▸ TASKS
(1) In the committee transcript, for roughly how long has the community described in the Colombian report relied on small-scale mining?
(2) Rewrite the committee transcript from "Madame Papillon." up to and including "more about that?", putting "foreign investors" wherever "Canadian investors" appears.

### SELECTED PASSAGE

Mr. Juan Diego Gonzalez Rúa (Interpretation):
    We propose with regard to monitoring, with regard to this type of agreement, that a specific organization be created to provide a report every year that looks at the situation that exists in the field in every community where there is a foreign corporate presence—in this case, Canada. We also want civil society to participate, organizations, NGOs....
    Organizations should look into the situation independently, and they must examine the real situations in our country. For example, in Colombia, our report has not been widely disseminated so far. It's fairly recent, but we hope that over time we will be better known within Canadian civil society as well.

[Translation]

    Do you buy into the government's excuse that the flimsy report which was submitted was due to the lack of available data on the ground and the lack of time to prepare the report?
(1300)

[English]

Mr. Juan Diego Gonzalez Rúa (Interpretation):
     I think we'd have to start by pointing out that when the agreement went into effect there was a commitment made, and we are in the same situation, but despite that we decided to create a baseline that would serve as a parameter for measuring the effects of the agreement in the future. So given the fact that the Colombian government did not present any report and the Canadian government produced the report it did, a non-report, civil society in Canada and Colombia is disappointed, particularly with the Colombian government.
    Madame Papillon.

[Translation]

     I have a straightforward question about protecting Canadian investors. You rightly talked about it, Ms. Moore. It is important to protect our Canadian investors. We must make sure that they will not help to maintain the situation, that they do not encourage or profit from it. Can you tell us a little more about that?

[English]

    I'll allow a very short answer, Ms. Moore.
    Our perspective is that this agreement has strengthened the current legislative framework for Canadian investors in Colombia, particularly speaking about the mining sector, and that civil society in Colombia, together with organizations here in Canada, are identifying serious risks to indigenous and Afro-Colombian lands and to vital sources of water.
    The way in which mining concessions have been granted quite carelessly across much of Colombian territory means that there is dangerous overlap with vital sources of water, with ancestral lands of Afro-Colombian and indigenous peoples, and entire communities that currently make their living from activities such as small-scale mining.
    One of the cases explored within the Colombian report, which you may have read already, would involve the entire displacement of a community that has relied, for some 400 years, on small-scale mining investments in order to make way for a Canadian company that would, in a period of 20 years, basically exploit all of the gold reserves in this area and then presumably walk away, putting effectively thousands of people out of work and displacing an indigenous community as well that's not been fairly consulted on that project, and potentially having serious impacts on sources of water that flow into the Cauca River, which is one of the main water supplies in the country. That's just one example.

######
### DATA

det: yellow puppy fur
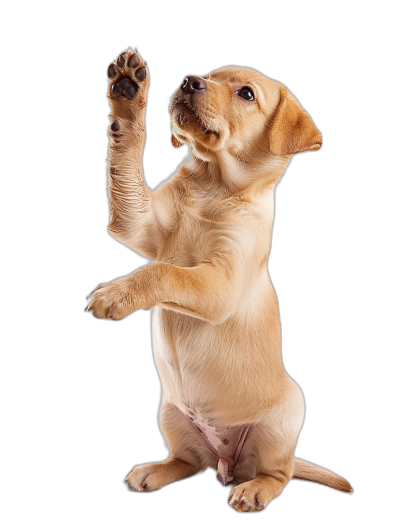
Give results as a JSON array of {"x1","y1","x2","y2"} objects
[{"x1": 86, "y1": 50, "x2": 352, "y2": 512}]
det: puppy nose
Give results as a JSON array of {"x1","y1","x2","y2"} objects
[{"x1": 181, "y1": 76, "x2": 207, "y2": 94}]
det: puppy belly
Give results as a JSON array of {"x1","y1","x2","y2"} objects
[{"x1": 188, "y1": 410, "x2": 250, "y2": 485}]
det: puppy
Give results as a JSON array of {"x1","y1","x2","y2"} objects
[{"x1": 86, "y1": 50, "x2": 352, "y2": 512}]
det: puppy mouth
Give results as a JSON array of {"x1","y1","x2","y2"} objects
[{"x1": 171, "y1": 97, "x2": 219, "y2": 138}]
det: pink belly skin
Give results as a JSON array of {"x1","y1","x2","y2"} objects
[{"x1": 189, "y1": 413, "x2": 250, "y2": 485}]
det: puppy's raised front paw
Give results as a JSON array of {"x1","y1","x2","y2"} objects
[
  {"x1": 85, "y1": 278, "x2": 136, "y2": 321},
  {"x1": 107, "y1": 50, "x2": 148, "y2": 100}
]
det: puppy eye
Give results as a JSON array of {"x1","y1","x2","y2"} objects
[{"x1": 236, "y1": 87, "x2": 254, "y2": 101}]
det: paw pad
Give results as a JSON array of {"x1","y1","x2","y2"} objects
[{"x1": 107, "y1": 52, "x2": 147, "y2": 100}]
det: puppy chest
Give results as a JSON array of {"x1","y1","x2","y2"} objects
[{"x1": 161, "y1": 218, "x2": 215, "y2": 267}]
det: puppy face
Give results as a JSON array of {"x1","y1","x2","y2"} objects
[{"x1": 169, "y1": 66, "x2": 322, "y2": 180}]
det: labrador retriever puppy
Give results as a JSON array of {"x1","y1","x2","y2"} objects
[{"x1": 85, "y1": 50, "x2": 353, "y2": 512}]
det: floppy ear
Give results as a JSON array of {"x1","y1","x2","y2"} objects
[
  {"x1": 171, "y1": 134, "x2": 183, "y2": 149},
  {"x1": 269, "y1": 86, "x2": 322, "y2": 155}
]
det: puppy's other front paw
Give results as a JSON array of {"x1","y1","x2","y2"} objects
[
  {"x1": 107, "y1": 50, "x2": 148, "y2": 100},
  {"x1": 85, "y1": 279, "x2": 136, "y2": 321}
]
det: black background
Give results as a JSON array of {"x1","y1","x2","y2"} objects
[{"x1": 58, "y1": 16, "x2": 369, "y2": 529}]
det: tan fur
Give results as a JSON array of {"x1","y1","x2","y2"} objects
[{"x1": 87, "y1": 50, "x2": 352, "y2": 512}]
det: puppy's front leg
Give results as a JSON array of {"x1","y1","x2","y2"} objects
[
  {"x1": 107, "y1": 50, "x2": 159, "y2": 259},
  {"x1": 86, "y1": 263, "x2": 233, "y2": 323}
]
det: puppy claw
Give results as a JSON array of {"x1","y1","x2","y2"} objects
[{"x1": 107, "y1": 50, "x2": 147, "y2": 100}]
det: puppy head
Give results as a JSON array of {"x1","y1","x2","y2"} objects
[{"x1": 169, "y1": 66, "x2": 322, "y2": 182}]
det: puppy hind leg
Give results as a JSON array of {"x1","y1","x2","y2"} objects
[{"x1": 125, "y1": 405, "x2": 206, "y2": 492}]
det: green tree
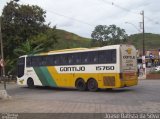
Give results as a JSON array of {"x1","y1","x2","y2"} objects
[
  {"x1": 91, "y1": 25, "x2": 128, "y2": 46},
  {"x1": 2, "y1": 0, "x2": 56, "y2": 75},
  {"x1": 14, "y1": 40, "x2": 44, "y2": 56},
  {"x1": 30, "y1": 27, "x2": 58, "y2": 51},
  {"x1": 2, "y1": 1, "x2": 48, "y2": 57}
]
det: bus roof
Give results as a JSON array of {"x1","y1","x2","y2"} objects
[{"x1": 20, "y1": 44, "x2": 132, "y2": 57}]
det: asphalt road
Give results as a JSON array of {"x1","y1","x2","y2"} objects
[{"x1": 0, "y1": 80, "x2": 160, "y2": 113}]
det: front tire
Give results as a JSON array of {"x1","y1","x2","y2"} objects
[
  {"x1": 76, "y1": 79, "x2": 87, "y2": 91},
  {"x1": 27, "y1": 78, "x2": 35, "y2": 88},
  {"x1": 87, "y1": 79, "x2": 98, "y2": 92}
]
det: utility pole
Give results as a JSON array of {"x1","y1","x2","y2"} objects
[
  {"x1": 0, "y1": 16, "x2": 6, "y2": 90},
  {"x1": 142, "y1": 11, "x2": 145, "y2": 56},
  {"x1": 141, "y1": 11, "x2": 146, "y2": 78}
]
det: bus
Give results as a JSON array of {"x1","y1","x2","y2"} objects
[{"x1": 17, "y1": 44, "x2": 138, "y2": 91}]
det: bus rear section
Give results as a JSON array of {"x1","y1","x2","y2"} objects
[{"x1": 120, "y1": 45, "x2": 138, "y2": 87}]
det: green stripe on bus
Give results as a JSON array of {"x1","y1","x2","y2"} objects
[
  {"x1": 34, "y1": 67, "x2": 57, "y2": 87},
  {"x1": 40, "y1": 67, "x2": 57, "y2": 87}
]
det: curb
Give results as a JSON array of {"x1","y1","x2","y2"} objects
[{"x1": 0, "y1": 90, "x2": 12, "y2": 100}]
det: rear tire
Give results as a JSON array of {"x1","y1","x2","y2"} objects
[
  {"x1": 87, "y1": 79, "x2": 98, "y2": 92},
  {"x1": 27, "y1": 78, "x2": 35, "y2": 88},
  {"x1": 75, "y1": 79, "x2": 87, "y2": 91}
]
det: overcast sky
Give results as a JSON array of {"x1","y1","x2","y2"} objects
[{"x1": 0, "y1": 0, "x2": 160, "y2": 38}]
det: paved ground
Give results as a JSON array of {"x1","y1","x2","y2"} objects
[{"x1": 0, "y1": 80, "x2": 160, "y2": 113}]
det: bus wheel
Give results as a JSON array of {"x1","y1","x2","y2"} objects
[
  {"x1": 27, "y1": 78, "x2": 34, "y2": 88},
  {"x1": 87, "y1": 79, "x2": 98, "y2": 91},
  {"x1": 76, "y1": 79, "x2": 86, "y2": 91}
]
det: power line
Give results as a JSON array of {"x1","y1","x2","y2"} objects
[
  {"x1": 47, "y1": 10, "x2": 95, "y2": 27},
  {"x1": 99, "y1": 0, "x2": 159, "y2": 24},
  {"x1": 19, "y1": 1, "x2": 96, "y2": 27}
]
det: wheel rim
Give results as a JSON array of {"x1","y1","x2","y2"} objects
[{"x1": 88, "y1": 79, "x2": 98, "y2": 91}]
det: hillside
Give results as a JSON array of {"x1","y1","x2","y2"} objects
[
  {"x1": 55, "y1": 29, "x2": 160, "y2": 49},
  {"x1": 55, "y1": 29, "x2": 91, "y2": 49},
  {"x1": 129, "y1": 33, "x2": 160, "y2": 49}
]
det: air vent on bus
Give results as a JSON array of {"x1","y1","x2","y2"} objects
[{"x1": 103, "y1": 76, "x2": 115, "y2": 86}]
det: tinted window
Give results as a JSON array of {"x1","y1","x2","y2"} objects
[{"x1": 17, "y1": 58, "x2": 25, "y2": 78}]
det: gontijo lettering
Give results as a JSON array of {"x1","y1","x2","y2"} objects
[{"x1": 60, "y1": 66, "x2": 85, "y2": 72}]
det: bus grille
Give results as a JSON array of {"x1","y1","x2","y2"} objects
[{"x1": 103, "y1": 76, "x2": 115, "y2": 86}]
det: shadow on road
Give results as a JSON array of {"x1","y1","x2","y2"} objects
[{"x1": 21, "y1": 86, "x2": 134, "y2": 93}]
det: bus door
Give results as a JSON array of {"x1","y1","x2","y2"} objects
[
  {"x1": 121, "y1": 45, "x2": 137, "y2": 80},
  {"x1": 17, "y1": 57, "x2": 25, "y2": 78}
]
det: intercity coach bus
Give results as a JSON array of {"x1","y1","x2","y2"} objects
[{"x1": 17, "y1": 44, "x2": 138, "y2": 91}]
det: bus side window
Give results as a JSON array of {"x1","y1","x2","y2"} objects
[
  {"x1": 74, "y1": 53, "x2": 81, "y2": 64},
  {"x1": 98, "y1": 51, "x2": 106, "y2": 64},
  {"x1": 39, "y1": 56, "x2": 47, "y2": 66},
  {"x1": 59, "y1": 54, "x2": 68, "y2": 65},
  {"x1": 68, "y1": 54, "x2": 75, "y2": 65},
  {"x1": 26, "y1": 57, "x2": 32, "y2": 67},
  {"x1": 89, "y1": 51, "x2": 98, "y2": 64},
  {"x1": 81, "y1": 52, "x2": 89, "y2": 64}
]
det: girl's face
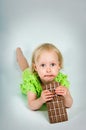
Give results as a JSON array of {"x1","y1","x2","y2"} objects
[{"x1": 34, "y1": 51, "x2": 60, "y2": 84}]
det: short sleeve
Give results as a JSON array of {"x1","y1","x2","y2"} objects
[{"x1": 20, "y1": 68, "x2": 42, "y2": 97}]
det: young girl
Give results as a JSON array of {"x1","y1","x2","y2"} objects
[{"x1": 16, "y1": 43, "x2": 73, "y2": 110}]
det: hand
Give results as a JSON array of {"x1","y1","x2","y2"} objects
[
  {"x1": 55, "y1": 86, "x2": 69, "y2": 97},
  {"x1": 40, "y1": 90, "x2": 54, "y2": 103}
]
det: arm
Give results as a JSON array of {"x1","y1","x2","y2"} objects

######

▸ FINAL ANSWERS
(1) For some 400 years.

(2)
Madame Papillon.

[Translation]

     I have a straightforward question about protecting foreign investors. You rightly talked about it, Ms. Moore. It is important to protect our foreign investors. We must make sure that they will not help to maintain the situation, that they do not encourage or profit from it. Can you tell us a little more about that?